Task
Retype every line of the records below word for word, omitting the pictures.

[Point annotations for photos]

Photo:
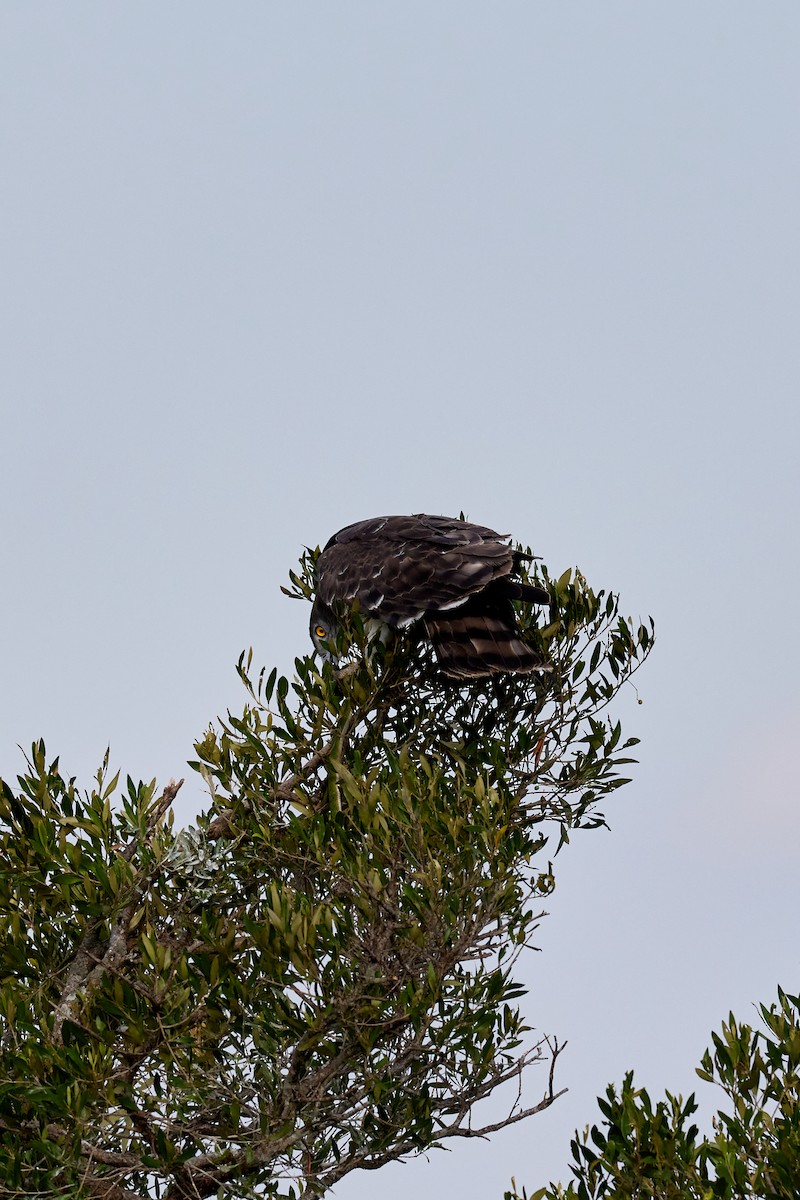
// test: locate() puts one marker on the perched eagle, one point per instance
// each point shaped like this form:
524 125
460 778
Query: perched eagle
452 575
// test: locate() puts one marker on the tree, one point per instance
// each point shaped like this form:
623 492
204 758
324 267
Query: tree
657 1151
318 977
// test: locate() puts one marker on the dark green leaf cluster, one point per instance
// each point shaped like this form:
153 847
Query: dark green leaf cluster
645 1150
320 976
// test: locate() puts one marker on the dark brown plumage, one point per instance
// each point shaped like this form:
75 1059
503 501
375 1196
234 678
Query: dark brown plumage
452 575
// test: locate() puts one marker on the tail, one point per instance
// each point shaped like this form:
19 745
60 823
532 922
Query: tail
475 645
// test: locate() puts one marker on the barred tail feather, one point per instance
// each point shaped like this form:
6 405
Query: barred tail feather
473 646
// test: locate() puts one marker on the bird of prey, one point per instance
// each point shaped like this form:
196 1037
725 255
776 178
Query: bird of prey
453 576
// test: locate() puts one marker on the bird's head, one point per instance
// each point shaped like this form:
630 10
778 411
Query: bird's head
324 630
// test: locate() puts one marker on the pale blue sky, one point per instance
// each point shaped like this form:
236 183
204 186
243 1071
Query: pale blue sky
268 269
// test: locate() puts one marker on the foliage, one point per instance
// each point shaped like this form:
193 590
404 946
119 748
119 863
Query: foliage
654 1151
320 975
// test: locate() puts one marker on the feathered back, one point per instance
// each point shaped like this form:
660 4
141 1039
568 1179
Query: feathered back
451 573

Problem solution
Photo:
// test: locate() puts one marker on the perched eagle, one point per instance
// each point shaped like this form:
524 125
460 778
Query: perched eagle
452 575
// test: locate() puts one marker on the tree, one point per instance
// each point shaped like this form:
623 492
204 758
324 267
Query: tree
657 1151
318 977
// test: locate() puts one marker on the dark green leaf cluster, one point per instance
// each point shaped like this form:
153 847
Query: dark green leaf cluster
645 1150
320 976
// test: locate() puts one marker on the dark brown plumage, one point per instance
// each point shaped like this form:
75 1059
503 501
375 1196
234 678
Query: dark brown plumage
452 575
// test: locate() puts one marker on the tail, one point per instance
// each point shaped like this form:
19 745
60 823
532 922
Query: tail
475 645
// test: locate() puts one marker on the barred tail feather, one point per instance
// each point shaped like this form:
6 405
Query: barred tail feather
473 646
// test: locate() puts one marker on the bird of prey, one point per instance
// each point shaped like this form:
196 1037
725 255
776 178
Query: bird of prey
453 576
// test: locate() puts one marker on the bird's head, one point per instance
// each point shaped like this form:
630 10
778 411
Query: bird's head
324 630
// test: locate() puts one marker on the pale blue sky, one point per instance
// each point shaped like this form:
236 183
204 186
243 1071
Query: pale blue sky
268 269
// test: locate() puts one marker on the foliage, one point per instance
// each point shaped like this form:
193 590
404 946
119 748
119 863
Query: foliage
654 1151
320 975
// test: locate() puts one marker on the feathered back, one point per instance
// each point shaped like this form:
660 4
141 1039
568 1179
Query: feathered back
451 573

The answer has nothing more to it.